Natural-language object grounding data –
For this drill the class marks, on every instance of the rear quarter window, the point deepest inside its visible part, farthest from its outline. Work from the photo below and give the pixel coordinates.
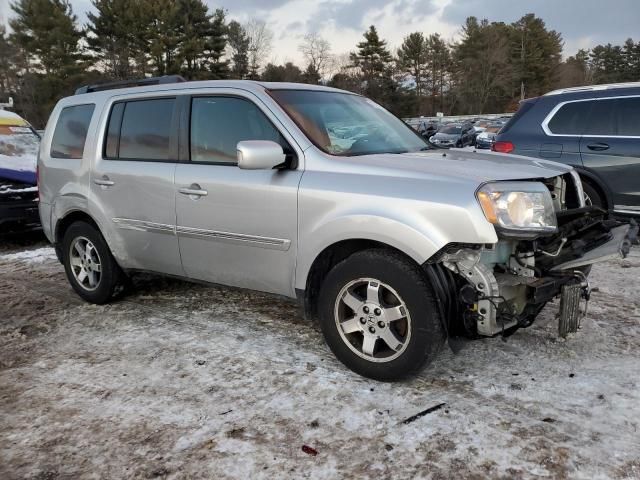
(570, 119)
(70, 134)
(525, 106)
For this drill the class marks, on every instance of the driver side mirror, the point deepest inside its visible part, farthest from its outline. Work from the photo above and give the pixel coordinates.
(259, 155)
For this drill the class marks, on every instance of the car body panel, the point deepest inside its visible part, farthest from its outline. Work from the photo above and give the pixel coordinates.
(263, 229)
(615, 170)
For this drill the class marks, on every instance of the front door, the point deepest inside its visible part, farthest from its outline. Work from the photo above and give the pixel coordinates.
(132, 189)
(235, 227)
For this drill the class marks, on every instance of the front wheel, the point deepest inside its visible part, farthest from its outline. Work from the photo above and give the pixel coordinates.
(379, 316)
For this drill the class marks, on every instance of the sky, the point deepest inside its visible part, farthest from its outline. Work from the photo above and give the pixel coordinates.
(583, 23)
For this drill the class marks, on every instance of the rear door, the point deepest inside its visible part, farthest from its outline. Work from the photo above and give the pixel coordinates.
(132, 190)
(241, 227)
(610, 146)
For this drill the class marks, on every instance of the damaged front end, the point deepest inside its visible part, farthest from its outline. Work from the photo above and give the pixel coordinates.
(548, 240)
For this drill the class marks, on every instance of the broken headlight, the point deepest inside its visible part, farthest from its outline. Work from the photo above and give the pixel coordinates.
(518, 208)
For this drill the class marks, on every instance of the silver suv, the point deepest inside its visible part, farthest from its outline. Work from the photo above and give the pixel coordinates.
(321, 195)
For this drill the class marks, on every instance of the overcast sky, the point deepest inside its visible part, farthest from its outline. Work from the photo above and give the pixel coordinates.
(583, 23)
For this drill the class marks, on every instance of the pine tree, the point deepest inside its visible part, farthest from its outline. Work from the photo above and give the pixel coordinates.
(536, 56)
(374, 61)
(195, 26)
(413, 59)
(114, 37)
(46, 31)
(50, 60)
(239, 47)
(215, 46)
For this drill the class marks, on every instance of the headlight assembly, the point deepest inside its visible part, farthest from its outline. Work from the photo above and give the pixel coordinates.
(518, 208)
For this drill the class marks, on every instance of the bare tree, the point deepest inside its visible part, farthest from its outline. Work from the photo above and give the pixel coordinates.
(317, 52)
(260, 42)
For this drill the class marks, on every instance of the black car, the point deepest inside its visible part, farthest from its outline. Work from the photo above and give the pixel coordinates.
(454, 135)
(596, 129)
(19, 145)
(18, 206)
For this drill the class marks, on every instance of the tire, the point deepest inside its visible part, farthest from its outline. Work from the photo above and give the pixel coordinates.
(592, 196)
(403, 292)
(107, 280)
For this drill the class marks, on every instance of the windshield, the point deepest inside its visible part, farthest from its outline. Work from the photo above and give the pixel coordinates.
(346, 124)
(451, 130)
(18, 149)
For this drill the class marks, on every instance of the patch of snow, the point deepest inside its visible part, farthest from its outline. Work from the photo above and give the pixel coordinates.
(39, 255)
(19, 152)
(7, 189)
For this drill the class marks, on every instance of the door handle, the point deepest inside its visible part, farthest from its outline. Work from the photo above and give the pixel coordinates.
(193, 190)
(598, 147)
(104, 181)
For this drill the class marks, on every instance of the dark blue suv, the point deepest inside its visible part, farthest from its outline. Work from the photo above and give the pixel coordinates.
(596, 129)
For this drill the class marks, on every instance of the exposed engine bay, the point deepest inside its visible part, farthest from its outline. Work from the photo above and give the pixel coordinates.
(492, 289)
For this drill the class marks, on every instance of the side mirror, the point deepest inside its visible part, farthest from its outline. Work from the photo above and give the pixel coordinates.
(259, 154)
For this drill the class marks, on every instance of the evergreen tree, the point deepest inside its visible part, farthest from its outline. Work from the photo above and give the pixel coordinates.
(282, 73)
(195, 29)
(482, 66)
(113, 36)
(46, 31)
(215, 46)
(49, 59)
(536, 56)
(239, 48)
(374, 61)
(413, 60)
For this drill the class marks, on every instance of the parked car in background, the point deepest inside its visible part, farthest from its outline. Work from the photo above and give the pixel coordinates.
(19, 145)
(427, 128)
(239, 183)
(596, 129)
(453, 135)
(485, 139)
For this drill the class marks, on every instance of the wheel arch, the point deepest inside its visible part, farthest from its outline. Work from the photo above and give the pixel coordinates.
(64, 222)
(329, 257)
(594, 180)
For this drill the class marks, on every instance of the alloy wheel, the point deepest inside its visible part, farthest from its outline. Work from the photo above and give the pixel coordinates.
(372, 320)
(85, 263)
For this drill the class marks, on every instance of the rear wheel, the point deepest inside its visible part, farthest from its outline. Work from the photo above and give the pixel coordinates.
(379, 316)
(89, 265)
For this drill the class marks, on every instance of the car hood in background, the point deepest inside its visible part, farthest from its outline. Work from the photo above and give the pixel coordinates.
(447, 136)
(459, 164)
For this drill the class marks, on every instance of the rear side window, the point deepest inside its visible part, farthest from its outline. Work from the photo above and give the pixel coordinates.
(71, 130)
(140, 130)
(219, 123)
(524, 108)
(628, 113)
(601, 119)
(570, 119)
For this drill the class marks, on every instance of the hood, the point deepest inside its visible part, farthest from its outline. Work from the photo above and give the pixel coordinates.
(478, 167)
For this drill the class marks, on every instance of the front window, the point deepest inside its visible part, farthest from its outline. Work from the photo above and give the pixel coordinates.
(348, 125)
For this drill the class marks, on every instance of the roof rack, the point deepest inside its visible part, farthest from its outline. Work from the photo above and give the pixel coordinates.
(98, 87)
(594, 88)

Assignment –
Please restate the data word for word, leaving out any picture it holds.

Output for this exercise –
For this drill the class marks, on every instance of the rear quarter window, the point deepest inside its visible part, farthest from its outline. Work from the photo below and give the pixel coordinates.
(570, 119)
(70, 134)
(525, 106)
For this drill the class marks, on every instance of the driver side mirror, the point deepest inside its visible part, farthest from its outline. Work from the photo above and give the pixel coordinates.
(259, 155)
For this drill the class marks, on every instance of the car body panel, the point deepest inside its visible part, farthest from its outline. Work from the photo above and give the pixel coordinates.
(263, 229)
(615, 170)
For this drill the class marks, on every instance of the front door, the point deepest inside its visible part, farthest from its outline. Work from the photo above and give the pixel coordinates.
(132, 189)
(235, 227)
For this drill the class marks, on every instance of the front wheel, the point deepest inside its visible part, farthest from its outline. Work from the photo above and give the pixel coordinates.
(379, 316)
For this drill the class marks, on every instance of the sky, the point deepest inside its visible part, farthest from its outline. Work from the photo above and give the pixel coordinates.
(583, 23)
For this drill the class marks, on every instance of the rear door, the point deepest inside its visible part, farthest from its outline. Work from the photo above and give the pixel coordinates.
(132, 190)
(241, 227)
(610, 146)
For this drill the class marks, on every instance of the damaged front end, the point deepest inside its visible part, farthest from its outline. Work from the photo above and give the pixel coordinates.
(548, 240)
For this drill the class marks, on every instance of the broken headlight, the point deepest inside its visible part, farthest from its outline. Work from the photo above and give the pixel coordinates.
(518, 208)
For this drill the class marks, on every instance of the silver suv, the point deepest inside its visible part, farthest from its outline. Work from the photo above and give the pixel coordinates.
(321, 195)
For this drill the class marks, on every instance of the overcast sky, the point deepest inside its visible part, farthest from its outline. Work from the photo above and give the pixel coordinates.
(583, 23)
For this drill the class marks, on every instance of the pine tree, the point deepest inside its visible part, farthest from its outline. Work from the photo above and give the pixel coordinates.
(536, 56)
(374, 61)
(195, 26)
(413, 59)
(114, 37)
(46, 31)
(50, 60)
(239, 47)
(215, 46)
For this drill the class marks, on every instance of the headlight assembly, the point deepest inside its visible part, farthest from its outline. Work from the photo above and give the pixel coordinates.
(518, 208)
For this drill the class marks, on every instance of the bare tree, the point deepest inside its visible part, farthest from its outline. Work from the photo above and give the pixel coordinates.
(317, 52)
(260, 42)
For this drill the class marks, on every instance of the black car, the point deepest inside its visible part, farthest from its outline. Work from the photo above and give the pixel coordinates.
(454, 135)
(596, 129)
(19, 145)
(18, 206)
For this drill the class marks, on every instance of the tire, the point deepest inside its visible part, farthest from its outline. Work from the photo above and give the pixel coordinates.
(592, 196)
(403, 292)
(107, 280)
For this drill the class marks, on every instance of the windshield, the point deepest inside its visible part, farthest from its outline. Work from the photo above and give the pixel coordinates.
(346, 124)
(451, 130)
(18, 149)
For this drill the class marks, on every instance of the patch of snow, the point deepest inside its visible part, farthest from its outline. Work from the photo above and give the pixel coordinates.
(39, 255)
(19, 152)
(7, 189)
For this drill the class marks, on every instance of the door handle, the point deepest inside its visible part, farthest from its outline. Work from the photo above and give the pixel coordinates.
(193, 190)
(598, 147)
(104, 181)
For this drill the class marks, on every instance of the dark blue suv, the point deepest inside its visible part, farthest from its outline. Work from the photo above and give the pixel coordinates.
(596, 129)
For this drill the class marks, on every instance of the exposed engine bay, the point deepest inside its visible part, farthest from its outline. Work from the photo above and give the pixel coordinates.
(492, 289)
For this drill the class marks, on every instance of the side mirror, the point deepest inside its visible part, farthest from its outline. Work from the photo above and give the pixel coordinates.
(259, 154)
For this drill the class marks, on every instance of the evergreen tree, the point deepest inside its visible part, farthest from its outline. Work from the photo above and give the pixel coordinates.
(282, 73)
(195, 29)
(482, 66)
(113, 36)
(46, 31)
(215, 46)
(49, 59)
(536, 56)
(239, 48)
(374, 61)
(413, 60)
For this drill the class marks, on every instance of the parked car in background, the point deepest inside its visible part, farthest from its outline. Work from the photo above and give the pixel coordinates.
(19, 145)
(427, 128)
(239, 183)
(596, 129)
(453, 135)
(485, 139)
For this drill the class marks, on every instance of the wheel arch, the point deepest inside its visible part, farthest from its outline. Work from the photo above and give the pixel coordinates.
(64, 222)
(329, 257)
(594, 180)
For this drill the class marks, on every instance of the alloy wheel, the point deepest inside its visible part, farthest from its outline. Work from the photo above and give the pixel coordinates.
(372, 320)
(85, 263)
For this drill the class marks, on every instance of the rear wheel, the point deepest inside its visible part, farthest from its outline. Work from the photo above and give the pixel coordinates.
(379, 316)
(89, 265)
For this drill the class marks, on every instance of the car hood in background, the point deepest inside its visible part, farthest from its outline. Work from the photo above and give the pixel coordinates.
(447, 136)
(459, 164)
For this drill the class marks, on every instance of the rear side window, the point deepest inside its visible part, farthest from its outline. Work from the photo above and give the pixel coordinates.
(71, 130)
(140, 130)
(219, 123)
(524, 108)
(628, 113)
(601, 119)
(570, 119)
For this drill the class marks, on every instance of the hood, the point deepest inside its visible part, farthest from its outline. Work from the photo above and give the pixel coordinates.
(478, 167)
For this drill the class marks, on every instance of the front window, the point deepest inside its visible part, farthest from its outline. Work from the photo above and give the pixel coordinates.
(348, 125)
For this drill the class marks, on every instance of the roof rack, the point deepest inside its visible part, farthest from its outline. Work from the photo above and give the pixel coordinates.
(98, 87)
(594, 88)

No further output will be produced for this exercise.